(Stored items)

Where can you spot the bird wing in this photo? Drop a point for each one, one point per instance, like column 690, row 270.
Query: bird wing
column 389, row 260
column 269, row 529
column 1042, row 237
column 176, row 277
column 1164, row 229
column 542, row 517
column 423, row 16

[Goal]
Give the lines of the records above as a JSON list of strings, one string per line, with blank lines omitted.

[Answer]
[
  "Where can you spot the bird wing in this photo? Drop a point for each one, one point per instance, like column 690, row 270.",
  "Query: bird wing",
  "column 389, row 260",
  "column 269, row 529",
  "column 1042, row 237",
  "column 176, row 277",
  "column 1164, row 229",
  "column 542, row 517",
  "column 423, row 16"
]